• Problem to work on: From the line containing "of the boulder." down to the last line of the material, return those lines verbatim and only those.
BEGIN
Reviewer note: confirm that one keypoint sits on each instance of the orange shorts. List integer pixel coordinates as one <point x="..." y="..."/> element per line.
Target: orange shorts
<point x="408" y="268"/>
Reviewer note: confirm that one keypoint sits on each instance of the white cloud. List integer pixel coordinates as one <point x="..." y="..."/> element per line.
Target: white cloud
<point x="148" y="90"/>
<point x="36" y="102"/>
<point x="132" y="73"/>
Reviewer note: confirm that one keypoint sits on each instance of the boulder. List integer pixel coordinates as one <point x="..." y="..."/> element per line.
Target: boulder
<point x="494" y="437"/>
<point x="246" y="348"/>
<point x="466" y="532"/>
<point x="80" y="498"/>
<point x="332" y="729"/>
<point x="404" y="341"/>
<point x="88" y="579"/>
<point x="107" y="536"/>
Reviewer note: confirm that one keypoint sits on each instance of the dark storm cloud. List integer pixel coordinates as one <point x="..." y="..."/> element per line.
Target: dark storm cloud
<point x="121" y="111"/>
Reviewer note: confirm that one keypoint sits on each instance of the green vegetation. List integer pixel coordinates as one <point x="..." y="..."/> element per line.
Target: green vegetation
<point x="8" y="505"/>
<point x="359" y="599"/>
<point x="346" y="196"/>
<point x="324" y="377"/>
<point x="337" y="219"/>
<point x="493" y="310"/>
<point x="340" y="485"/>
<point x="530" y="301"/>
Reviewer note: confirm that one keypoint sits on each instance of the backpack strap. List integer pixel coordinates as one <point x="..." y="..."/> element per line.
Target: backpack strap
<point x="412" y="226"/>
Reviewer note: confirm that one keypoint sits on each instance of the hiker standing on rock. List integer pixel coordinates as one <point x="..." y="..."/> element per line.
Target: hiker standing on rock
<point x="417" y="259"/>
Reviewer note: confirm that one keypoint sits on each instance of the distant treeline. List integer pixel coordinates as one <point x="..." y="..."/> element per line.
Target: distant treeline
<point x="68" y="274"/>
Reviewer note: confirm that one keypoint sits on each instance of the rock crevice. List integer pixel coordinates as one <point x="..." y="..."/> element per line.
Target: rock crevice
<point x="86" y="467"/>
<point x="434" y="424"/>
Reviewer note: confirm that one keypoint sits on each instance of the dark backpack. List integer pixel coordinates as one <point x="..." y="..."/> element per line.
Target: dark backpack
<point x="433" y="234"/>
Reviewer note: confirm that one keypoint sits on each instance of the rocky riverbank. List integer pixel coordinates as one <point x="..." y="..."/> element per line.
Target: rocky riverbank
END
• Answer for the task:
Reviewer note: confirm that one keypoint sits on each instance of the boulder. List integer pixel coordinates as one <point x="..." y="..."/> element per line.
Target: boulder
<point x="494" y="437"/>
<point x="246" y="348"/>
<point x="466" y="532"/>
<point x="80" y="498"/>
<point x="332" y="729"/>
<point x="404" y="341"/>
<point x="88" y="579"/>
<point x="107" y="536"/>
Reviewer note: confirm that one keypoint sits on each instance of the dark storm cloud. List integer pixel coordinates as one <point x="..." y="..."/> element per line.
Target: dark storm cloud
<point x="121" y="111"/>
Reviewer note: confirm that one keypoint sits on each instance of the green vegetation. List integer pixel coordinates as one <point x="..." y="..."/> element per line.
Target: green vegetation
<point x="8" y="505"/>
<point x="359" y="599"/>
<point x="346" y="196"/>
<point x="324" y="377"/>
<point x="337" y="219"/>
<point x="493" y="310"/>
<point x="340" y="485"/>
<point x="530" y="301"/>
Reviewer note: confirm that one keypoint sits on each instance of the backpack strap. List integer pixel coordinates as one <point x="..." y="..."/> element per line.
Target: backpack strap
<point x="412" y="226"/>
Reviewer note: confirm that one keypoint sits on each instance of the hiker standing on rock. List integer pixel coordinates as one <point x="..." y="..."/> element per line.
Target: hiker standing on rock
<point x="417" y="259"/>
Reviewer note: confirm that one keypoint sits on each instance of the distant treeline. List integer pixel coordinates as one <point x="..." y="..."/> element per line.
Target: distant treeline
<point x="68" y="274"/>
Reviewer note: confirm that one keypoint sits on each instance of the rock crevice. List integer pixel coordinates as one <point x="..." y="..."/> element per line.
Target: rock crevice
<point x="86" y="467"/>
<point x="434" y="424"/>
Reviewer note: confirm that one keypoint sits on each instance of the dark backpack. List integer pixel coordinates as one <point x="..." y="..."/> element per line.
Target: dark backpack
<point x="433" y="234"/>
Reviewer note: confirm that one keypoint sits on each instance of the rocky riverbank. List integer pixel coordinates as one <point x="..." y="..."/> element per line.
Target: rocky riverbank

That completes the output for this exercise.